TO DO
Please pull out each line of the material below that contains the word "rubber", and copy those lines unchanged. Treat uppercase and lowercase as different.

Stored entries

┄┄┄┄┄┄┄┄┄┄

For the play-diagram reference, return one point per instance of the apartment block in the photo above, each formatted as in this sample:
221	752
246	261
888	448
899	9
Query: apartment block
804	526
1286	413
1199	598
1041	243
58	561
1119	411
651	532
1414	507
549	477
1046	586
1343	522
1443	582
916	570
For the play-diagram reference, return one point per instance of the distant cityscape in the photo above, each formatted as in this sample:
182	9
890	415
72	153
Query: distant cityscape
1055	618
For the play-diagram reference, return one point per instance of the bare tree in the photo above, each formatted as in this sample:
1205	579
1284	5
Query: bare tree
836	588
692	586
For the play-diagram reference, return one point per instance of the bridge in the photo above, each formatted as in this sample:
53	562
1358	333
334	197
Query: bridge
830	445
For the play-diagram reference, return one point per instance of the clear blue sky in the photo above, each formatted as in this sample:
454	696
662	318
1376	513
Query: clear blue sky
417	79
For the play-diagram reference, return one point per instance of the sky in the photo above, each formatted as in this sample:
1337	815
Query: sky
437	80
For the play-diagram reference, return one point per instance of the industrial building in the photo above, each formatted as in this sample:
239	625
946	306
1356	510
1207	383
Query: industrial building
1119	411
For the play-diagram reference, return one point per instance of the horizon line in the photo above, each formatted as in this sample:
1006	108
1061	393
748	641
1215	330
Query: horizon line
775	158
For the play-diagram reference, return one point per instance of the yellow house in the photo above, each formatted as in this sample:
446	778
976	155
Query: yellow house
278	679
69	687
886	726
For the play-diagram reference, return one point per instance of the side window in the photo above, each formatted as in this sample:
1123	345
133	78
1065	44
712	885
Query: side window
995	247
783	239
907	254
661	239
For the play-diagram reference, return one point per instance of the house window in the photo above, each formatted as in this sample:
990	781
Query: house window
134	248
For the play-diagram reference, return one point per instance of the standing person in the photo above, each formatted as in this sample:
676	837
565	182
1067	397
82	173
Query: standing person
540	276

┄┄┄┄┄┄┄┄┄┄

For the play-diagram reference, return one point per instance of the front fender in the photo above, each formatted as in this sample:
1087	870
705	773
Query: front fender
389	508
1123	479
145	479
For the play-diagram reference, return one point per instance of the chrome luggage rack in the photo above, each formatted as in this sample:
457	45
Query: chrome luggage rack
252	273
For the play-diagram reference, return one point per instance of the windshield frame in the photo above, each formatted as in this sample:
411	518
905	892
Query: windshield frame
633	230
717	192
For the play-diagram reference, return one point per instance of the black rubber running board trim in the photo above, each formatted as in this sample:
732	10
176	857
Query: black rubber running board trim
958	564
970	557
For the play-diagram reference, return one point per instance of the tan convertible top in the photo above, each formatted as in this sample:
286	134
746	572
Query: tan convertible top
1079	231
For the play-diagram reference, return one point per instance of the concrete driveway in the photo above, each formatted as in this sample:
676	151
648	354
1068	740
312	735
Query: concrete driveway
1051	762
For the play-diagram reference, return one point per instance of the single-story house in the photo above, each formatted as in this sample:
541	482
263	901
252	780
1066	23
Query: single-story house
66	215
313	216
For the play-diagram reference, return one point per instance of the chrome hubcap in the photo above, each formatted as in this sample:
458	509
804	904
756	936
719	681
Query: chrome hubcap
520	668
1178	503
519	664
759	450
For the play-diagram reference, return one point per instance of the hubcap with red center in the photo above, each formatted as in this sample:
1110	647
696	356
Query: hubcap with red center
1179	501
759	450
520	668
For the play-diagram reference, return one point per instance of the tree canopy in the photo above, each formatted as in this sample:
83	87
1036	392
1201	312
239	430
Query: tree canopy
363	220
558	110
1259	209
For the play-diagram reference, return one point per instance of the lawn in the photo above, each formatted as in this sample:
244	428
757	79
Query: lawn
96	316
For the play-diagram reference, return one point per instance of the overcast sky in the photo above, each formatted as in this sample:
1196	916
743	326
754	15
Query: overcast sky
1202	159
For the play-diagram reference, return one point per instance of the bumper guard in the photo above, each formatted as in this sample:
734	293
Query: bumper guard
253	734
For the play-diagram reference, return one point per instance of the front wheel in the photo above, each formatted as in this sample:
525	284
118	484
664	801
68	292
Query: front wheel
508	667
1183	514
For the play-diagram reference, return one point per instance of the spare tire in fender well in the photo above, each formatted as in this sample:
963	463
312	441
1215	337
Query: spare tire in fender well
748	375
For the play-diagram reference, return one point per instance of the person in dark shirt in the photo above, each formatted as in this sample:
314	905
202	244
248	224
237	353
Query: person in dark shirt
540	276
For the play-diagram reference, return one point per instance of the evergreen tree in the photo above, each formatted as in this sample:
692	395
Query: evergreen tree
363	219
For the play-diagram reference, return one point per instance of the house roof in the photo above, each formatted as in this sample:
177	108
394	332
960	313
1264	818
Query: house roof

┄┄┄┄┄┄┄┄┄┄

SOLUTION TO THE PROBLEM
For the play-diagram reference, return one point per instance of the black rubber running board trim in the photo above, each formatted as in this sample:
Query: black rubber running board trim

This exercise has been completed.